What to produce: Below are the entries; output exactly the lines from the one containing "Then for every" through the final line, inclusive.

[Dataset excerpts]
================================

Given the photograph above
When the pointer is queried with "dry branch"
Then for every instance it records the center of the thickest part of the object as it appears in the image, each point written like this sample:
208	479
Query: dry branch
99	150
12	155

================================

Solution to the exercise:
Then for every instance it records the center of the thickest part of the object as it appears in the image, each point written like this sample:
208	479
Query: dry branch
99	150
12	155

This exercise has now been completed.